(SUPPLIED TEXT)
* * * *

These new measurement selections currently are now available to the HCFR's Color Checker Pattern drop down menu. To enable any of the measurement option the user has to rename the *CMxxxxxxx.cvs* measurement file want to perform to *usercolors.csv* and place it to the same folder where the HCFR has installed (where the HCFR's executable is located), and select from the HCFR's Color Checker Pattern list the ''User defined'' option.










This can be performed while the HCFR is running, for example to do one measurement run; and then replace the CVS file to load the new colors set... and hit the delete icon next to the grid.

For being more user friendly, If there much interest from the HCFR users that using Ted's LightSpace CMS Calibration disk; then these measurement options will be probably selectable from the Color Checker's drop down list in a future release of HCFR. You can request this from Zoyd, the current developer of HCFR to this thread.

Note that there differences between the RGB Targets of CalMAN vs. ChromaPure ColorChecker & Skintones or Saturation patterns.

Thanks Zoyd (current developer of HCFR) for adding these new measurement options for Ted's LightSpace CMS users of HCFR.


----------



## ConnecTED

HDTVtest.co.uk UK's leading HDTV news & review website has start using Ted's LightSpace CMS Calibration Disk as a reference to analyze any Blu-Ray HDMI Output signal for digital errors @ bit level using DVDO’s AVLab TPG Signal Generator.










Tom Huffman (the creator of ChromaPure Calibration Software) has updated his Free dE Analysis Tool and can now calculate dE differences between 2 YCbCr values. This is very useful for DVDO’s AVLab TPG Signal Generator that are using the ColorChecker Function.

You can download the Free ''Combination Color Format Converter and ΔE Analysis'' Excel Spreadsheet from *here*.

Thanks Tom for that update.


----------



## ConnecTED

*Send New Pattern Ideas Form*


I have start making plans for the next version of my calibration disk. The release date is unknown.


The idea is to add as many patterns color reproduction patterns as possible, the ones that I have missed until now.


For example I want to add Color Space Evaluation Patterns, 2:35.1 patterns for projector users among with some focus/alignment of projector patterns also.


I will add videos for Plasma users, I'm thinking for Scrolling White Bars like the ones Panasonic or Pioneer Plasmas, Full Field Slides for panel-burn, Random Noise videos, Fast Flashing of Black/White video, Local Dimming Zones Identifier Chapter...Panel Warmup Chapter...

* * * *

(DATA SECTION)
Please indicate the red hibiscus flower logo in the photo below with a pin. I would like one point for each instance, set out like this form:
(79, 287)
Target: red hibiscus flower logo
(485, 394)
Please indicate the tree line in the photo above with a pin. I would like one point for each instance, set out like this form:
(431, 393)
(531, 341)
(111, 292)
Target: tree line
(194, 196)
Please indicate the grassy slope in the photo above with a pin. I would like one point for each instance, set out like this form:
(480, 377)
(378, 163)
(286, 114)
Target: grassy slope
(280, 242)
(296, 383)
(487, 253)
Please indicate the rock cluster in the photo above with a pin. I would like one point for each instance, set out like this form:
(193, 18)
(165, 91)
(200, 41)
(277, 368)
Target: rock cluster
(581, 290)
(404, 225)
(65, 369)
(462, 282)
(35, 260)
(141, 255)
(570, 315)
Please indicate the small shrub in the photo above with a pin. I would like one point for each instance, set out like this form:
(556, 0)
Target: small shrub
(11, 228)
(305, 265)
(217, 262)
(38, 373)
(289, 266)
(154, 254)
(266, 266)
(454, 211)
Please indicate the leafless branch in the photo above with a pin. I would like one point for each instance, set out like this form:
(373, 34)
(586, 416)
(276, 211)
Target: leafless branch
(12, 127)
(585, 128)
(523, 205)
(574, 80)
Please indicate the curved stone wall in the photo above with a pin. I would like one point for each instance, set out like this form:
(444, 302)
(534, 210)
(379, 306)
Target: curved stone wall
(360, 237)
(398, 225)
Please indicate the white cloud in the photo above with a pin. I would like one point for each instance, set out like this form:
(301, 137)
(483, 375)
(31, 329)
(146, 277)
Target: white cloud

* * * *

(SET TASK A)
Answer these from the calibration disk thread:
(i) What name must the measurement file be given so HCFR can load it?
(ii) Who created the ChromaPure calibration software?
(iii) Which signal generator does HDTVtest.co.uk use with the calibration disk?
(SET TASK B)
Write the next part of the calibration disk thread, picking up after its last sentence.
The items have no connection to the calibration disk thread.

(EXERCISE ANSWER A)
(i) usercolors.csv
(ii) Tom Huffman
(iii) DVDO’s AVLab TPG Signal Generator

(EXERCISE ANSWER B)
If you have any idea I will be pleased to discuss it with you.


You can send me your pattern ideas and I will try to include them to the next release of the disk.


If you have picture examples you can upload them using the multiple file uploader tool that is available to the webpage form.


By posting your ideas to that form, it will help me managing all your possible ideas.


You can send your ideas here: Send New Pattern Ideas Form


----------



## ConnecTED

Dear disk users,

Some instructions for HCFR users that I wanted to post:

From HCFR 3.3.0 or later (free open source calibration software) it's available a simpler way to select any measurement run for Ted's LightSpace CMS Calibration Disk users. For full HCFR release notes look here.

Using HCFR 3.3.x with Ted’s LightSpace CMS Calibration Disk you will be able to measure now all the available chapters from the CalMAN Session of the disk, here is the complete list of the supported chapters:

For Ted’s LightSpace CMS Calibration Disk (Free Version) users:

CalMAN’s Color Checker Classic (24 Colors)

For Ted’s LightSpace CMS Calibration Disk (Full Version) users:

ChromaPure's 2/3-Point Grayscale
ChromaPure's 11/21-Point Grayscale
ChromaPure's Color Gamut (100% Saturation w/ 100% or 75% Intensity, 75% Saturation w/ 100% or 75% Intensity)
ChromaPure's 4-Point Saturation with 100% or 75% Intensity (25 Colors)
CalMAN's 4-Point Saturation with 100% or 75% Stimulus Level (25 Colors)
CalMAN's 5-Point Saturation with 100% or 75% Stimulus Level (31 Colors)
CalMAN's 10-Point Saturation with 100% or 75% Stimulus Level (61 Colors)
CalMAN's 4-Point Luminance (28 Colors)
CalMAN's 5-Point Luminance (35 Colors)
CalMAN's 10-Point Luminance (70 Colors)
6-Point Near Black (added support for 0.5% Gray patch measurement)
Dynamic Range Clipping (90/95/98/99%/100%)
CalMAN’s Color Checker Classic (24 Colors)
CalMAN’s Color Checker SG (96 Colors)
CalMAN’s Color Checker SG Fleshtones (19 Colors)
ChromaPure’s Color Checker (25 Colors)
ChromaPure’s Color Checker Skin Tones (19 Colors)

HCFR 3.2.x follows the same pattern order with Ted’s LightSpace CMS Calibration Disk Chapters for any of the above measurement options and the HCFR’s 8-bit RGB Triplets for each pattern are matching exactly the RGB Triplets that the Ted’s LightSpace CMS Calibration disk has been encoded.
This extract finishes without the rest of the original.